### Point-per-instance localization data
· · · ·
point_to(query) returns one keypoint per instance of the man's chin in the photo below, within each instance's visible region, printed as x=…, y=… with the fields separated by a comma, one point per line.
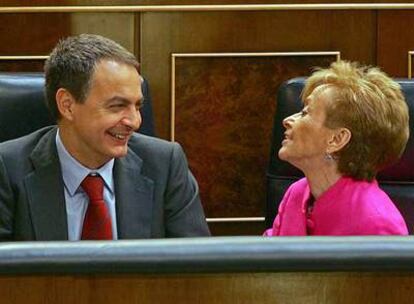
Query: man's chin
x=119, y=152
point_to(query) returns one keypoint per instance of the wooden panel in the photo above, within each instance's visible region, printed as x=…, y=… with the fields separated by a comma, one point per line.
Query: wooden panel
x=166, y=33
x=395, y=40
x=224, y=108
x=318, y=288
x=119, y=27
x=31, y=34
x=236, y=228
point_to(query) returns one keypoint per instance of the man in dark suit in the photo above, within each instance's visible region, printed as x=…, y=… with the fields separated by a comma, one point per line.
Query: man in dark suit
x=93, y=89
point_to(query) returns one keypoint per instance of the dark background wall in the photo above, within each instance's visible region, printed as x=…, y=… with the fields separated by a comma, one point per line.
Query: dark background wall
x=214, y=74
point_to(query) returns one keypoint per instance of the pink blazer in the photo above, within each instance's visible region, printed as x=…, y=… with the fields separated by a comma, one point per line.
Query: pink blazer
x=349, y=207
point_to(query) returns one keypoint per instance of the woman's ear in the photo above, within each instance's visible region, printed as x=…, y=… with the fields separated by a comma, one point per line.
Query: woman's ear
x=64, y=103
x=340, y=139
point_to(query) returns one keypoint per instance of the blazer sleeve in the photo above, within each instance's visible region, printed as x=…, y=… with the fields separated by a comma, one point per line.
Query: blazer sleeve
x=6, y=205
x=184, y=215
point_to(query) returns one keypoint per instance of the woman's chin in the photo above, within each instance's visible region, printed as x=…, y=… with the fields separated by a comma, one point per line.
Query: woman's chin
x=283, y=154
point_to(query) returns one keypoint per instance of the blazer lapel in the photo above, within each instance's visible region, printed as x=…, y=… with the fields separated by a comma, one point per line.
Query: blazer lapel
x=44, y=188
x=134, y=198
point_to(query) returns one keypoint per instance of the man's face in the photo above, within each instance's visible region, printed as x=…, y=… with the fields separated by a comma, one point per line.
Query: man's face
x=103, y=124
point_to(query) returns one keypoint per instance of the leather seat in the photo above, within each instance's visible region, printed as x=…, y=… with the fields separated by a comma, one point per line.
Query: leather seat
x=397, y=180
x=23, y=109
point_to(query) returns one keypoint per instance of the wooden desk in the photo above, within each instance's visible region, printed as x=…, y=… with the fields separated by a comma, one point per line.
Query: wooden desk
x=214, y=270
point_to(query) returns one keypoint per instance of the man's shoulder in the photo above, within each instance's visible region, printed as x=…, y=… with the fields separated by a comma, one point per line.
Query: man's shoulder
x=27, y=143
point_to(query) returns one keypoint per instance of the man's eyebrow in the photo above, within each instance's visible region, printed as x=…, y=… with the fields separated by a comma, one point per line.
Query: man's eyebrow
x=122, y=99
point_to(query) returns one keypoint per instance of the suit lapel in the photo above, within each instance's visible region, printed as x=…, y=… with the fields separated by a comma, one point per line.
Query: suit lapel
x=134, y=198
x=44, y=188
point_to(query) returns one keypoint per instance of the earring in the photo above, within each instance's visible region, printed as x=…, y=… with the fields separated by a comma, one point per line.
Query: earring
x=328, y=156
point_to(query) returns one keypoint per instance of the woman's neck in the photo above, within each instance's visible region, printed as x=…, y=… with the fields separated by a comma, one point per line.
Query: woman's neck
x=321, y=180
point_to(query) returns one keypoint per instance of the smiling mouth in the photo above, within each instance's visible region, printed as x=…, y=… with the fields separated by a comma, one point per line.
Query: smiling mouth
x=120, y=136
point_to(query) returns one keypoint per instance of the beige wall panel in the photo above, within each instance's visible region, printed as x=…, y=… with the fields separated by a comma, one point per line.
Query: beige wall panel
x=350, y=32
x=395, y=40
x=117, y=26
x=292, y=288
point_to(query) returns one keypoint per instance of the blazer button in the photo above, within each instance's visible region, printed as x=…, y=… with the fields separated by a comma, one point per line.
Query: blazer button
x=277, y=222
x=310, y=224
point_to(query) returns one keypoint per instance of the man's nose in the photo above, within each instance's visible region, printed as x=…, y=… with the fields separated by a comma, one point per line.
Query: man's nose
x=133, y=118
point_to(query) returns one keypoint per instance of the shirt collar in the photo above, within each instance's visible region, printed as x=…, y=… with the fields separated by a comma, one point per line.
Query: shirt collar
x=73, y=172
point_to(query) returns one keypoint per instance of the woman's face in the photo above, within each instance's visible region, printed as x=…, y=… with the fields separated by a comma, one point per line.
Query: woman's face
x=306, y=137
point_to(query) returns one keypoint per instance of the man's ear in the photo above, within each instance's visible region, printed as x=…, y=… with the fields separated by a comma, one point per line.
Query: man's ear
x=65, y=103
x=340, y=138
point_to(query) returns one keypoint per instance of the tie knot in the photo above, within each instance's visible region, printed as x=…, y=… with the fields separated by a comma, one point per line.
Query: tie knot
x=93, y=186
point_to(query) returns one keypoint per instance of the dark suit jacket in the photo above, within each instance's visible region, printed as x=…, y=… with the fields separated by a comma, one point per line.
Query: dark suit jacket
x=156, y=195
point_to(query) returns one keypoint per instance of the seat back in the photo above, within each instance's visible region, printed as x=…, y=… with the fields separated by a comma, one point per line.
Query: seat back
x=23, y=108
x=397, y=180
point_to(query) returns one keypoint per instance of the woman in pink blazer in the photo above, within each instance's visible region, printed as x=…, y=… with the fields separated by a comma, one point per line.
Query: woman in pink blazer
x=354, y=123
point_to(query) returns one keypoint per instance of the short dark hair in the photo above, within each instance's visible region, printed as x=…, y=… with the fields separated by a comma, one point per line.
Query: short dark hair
x=72, y=62
x=372, y=106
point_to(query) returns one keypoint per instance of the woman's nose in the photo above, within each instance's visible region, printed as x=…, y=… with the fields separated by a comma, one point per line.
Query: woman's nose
x=288, y=120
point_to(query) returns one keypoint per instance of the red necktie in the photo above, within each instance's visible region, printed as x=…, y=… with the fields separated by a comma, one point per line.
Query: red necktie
x=97, y=222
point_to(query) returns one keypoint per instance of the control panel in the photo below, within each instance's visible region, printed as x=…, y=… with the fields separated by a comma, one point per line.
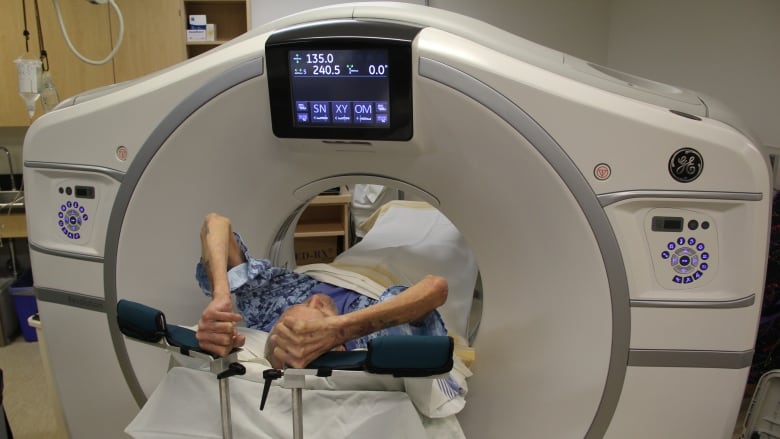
· · · ·
### To do
When you transcribe the lines above, keep every word exact but leave the pictures behind.

### Response below
point_to(query) returns one keypoint per instance of the man's chin in the photo below, within each instance's visible region, printed as x=…, y=… with the fields separated by a comma, one point per line.
Query: man's chin
x=119, y=152
point_to(query) returns one keypoint per instance of the wooden panel in the photo above, within each instance's visible region, printed as x=…, y=… with the fields separated by a comma, one point per line.
Query: wooden panel
x=166, y=33
x=395, y=40
x=224, y=108
x=318, y=288
x=119, y=27
x=31, y=34
x=236, y=228
point_to(query) returns one keypoint per instance of the man in dark suit in the photo above, within each instance's visible region, printed as x=…, y=… with the fields separated by a comma, one point per line.
Query: man in dark suit
x=93, y=89
point_to(query) returns one keypoint per instance of the dark background wall in the photo above, within each instance's visible region, printed as x=…, y=… with the fields separated by a comma, one point per line.
Query: dark background wall
x=214, y=74
point_to(query) returns one keypoint per instance of the pink blazer in the photo above, within each instance's visible region, printed as x=…, y=… with the fields separated by a comma, one point per line.
Query: pink blazer
x=349, y=207
point_to(query) returns one keypoint per instance of the woman's ear in the photo above, within each instance's visible region, printed as x=…, y=… with the fields separated by a comma, one point per line.
Query: woman's ear
x=64, y=103
x=340, y=139
point_to(query) returns one keypoint per instance of the blazer sleeve in the photo above, within each instance's visible region, printed as x=…, y=… with the fields separated by a comma, one point per line.
Query: blazer sleeve
x=6, y=205
x=184, y=215
point_to(query) returns one keypoint per instance of the woman's chin in the photo above, within each instance's visible region, printed as x=…, y=… with the fields separated by a comma, one point per line.
Query: woman's chin
x=283, y=154
point_to(query) returns one keypoint per instance of the blazer lapel in the photo above, within each instance's visible region, printed as x=…, y=… with the fields separated by a comma, one point per line.
Query: blazer lapel
x=44, y=188
x=134, y=198
point_to(query) returns one keypoint per instance of the man's face in the photo above, within each instance's visible region, printed as x=…, y=… with the fields separated by a comma, one point per line.
Query: man's face
x=103, y=124
point_to(query) returns one keypoint per instance of the leather seat in the photo above, within each instance's visible region, printed as x=…, y=… with the fields separated by a comma, one point per line.
Query: leather seat
x=397, y=180
x=23, y=109
point_to(query) returns one keypoint per instance of the wooden desk in the photo above, within each instance's visible region, printed as x=…, y=… with the fields separated by a comma, one point per line.
Query: wooden desk
x=214, y=270
point_to(query) returns one keypoint per instance of the man's shoulder in the photo above, within each instance's visible region, printed as x=…, y=… with the fields separated by a comma, one point per line.
Query: man's shoulder
x=27, y=143
point_to(query) returns one keypoint per instance of the man's eyebrow in the photo above, within each instance's visible region, printed as x=…, y=… with the fields separated by a comma, one point per line.
Query: man's eyebrow
x=122, y=99
point_to(query) returns one keypoint per instance of the suit lapel in the photo above, within each instance's visible region, printed as x=…, y=… with the fields separated by a comma, one point per line.
Query: suit lapel
x=134, y=198
x=44, y=188
point_to(query) returns one keypoint per instance of the earring in the photo above, within each instance's visible region, printed as x=…, y=… with the fields separated by a comma, one point per line.
Query: earring
x=328, y=156
point_to(query) returns one keypoint per instance of the woman's neck in the photo above, within each instance's visible region, printed as x=…, y=… with the fields separated by a comma, one point per line.
Query: woman's neck
x=321, y=180
point_to(query) returns one keypoint per instance of the smiling mouth in the photo above, within each instance's visible region, printed as x=…, y=… with the fields separated by a comma, one point per line.
Query: smiling mouth
x=120, y=136
point_to(query) returns one keypoint per instance of the beige wall panel in the photo above, within each instance's visible region, printed as x=…, y=… with the fields separated by a comma, one point per line.
Query: beige wall panel
x=350, y=32
x=395, y=40
x=117, y=26
x=292, y=288
point_to(query) returns one keypoint per instance of the blazer button in the photo above, within each instance's visible region, printed as x=…, y=… with the fields separated by a comma, one point per line.
Query: blazer button
x=277, y=222
x=310, y=224
point_to(query) returns one keypoint per instance of the man's nose in the photo above, within each instance's visible region, printed as x=…, y=… with the fields separated by a comma, one point per line.
Query: man's nose
x=133, y=118
point_to(query) returns one keypoint per instance of the shirt collar in the photo above, within each instance's visible region, printed as x=…, y=… with the fields separated by a comma, one point per line.
Query: shirt collar
x=73, y=172
point_to(query) returns one keypoint per instance of the woman's face in the photo above, within each instance's visible region, printed as x=…, y=… with the fields separated by a comma, one point per line.
Query: woman's face
x=306, y=137
point_to(query) returns one keypoint per instance of the man's ear in the photo above, within each instance's visible region, printed as x=…, y=… with the fields separated by a comma, one point per line.
Query: man's ear
x=65, y=103
x=340, y=138
point_to(query) returns one keypoint per instance of the tie knot in the photo above, within each instance's visible region, printed as x=…, y=… with the fields separated by a comma, one point per line.
Query: tie knot
x=93, y=186
point_to(query) returns one keypoint per instance of the dark suit jacket in the photo above, within each instance's visible region, printed as x=…, y=… with the fields separated by a comma, one point per line.
Query: dark suit jacket
x=156, y=195
point_to(query) returns one keypoint per instance of the seat back in the photo above, within each instance's visible region, printed as x=…, y=… with the fields separated by a comma, one point per line.
Query: seat back
x=23, y=108
x=397, y=180
point_to(query) returns one keypoint per instance of the woman in pink blazer in the photo above, within each instance's visible region, printed as x=…, y=… with the fields separated by a comma, one point per line.
Query: woman in pink blazer
x=354, y=123
point_to(query) returns one keypoint per instance of the short dark hair in the photo above, within each instance's visible region, printed as x=…, y=… with the fields separated by a comma, one point per line.
Query: short dark hair
x=72, y=62
x=372, y=106
point_to(query) returns one keypoint per instance of the woman's nose in the photo above, within each instance's visible region, printed as x=…, y=… with the fields separated by a comma, one point per line.
Query: woman's nose
x=288, y=120
point_to(query) returns one keypoint per instance of the red necktie in the photo above, within each instance's visible region, printed as x=…, y=… with the fields separated by a comma, one point per line.
Query: red necktie
x=97, y=222
point_to(query) returns one keypoint per instance of the control panel in the photo below, within each instance's visible region, printed as x=…, y=… with the fields separated by a comma, one point per line.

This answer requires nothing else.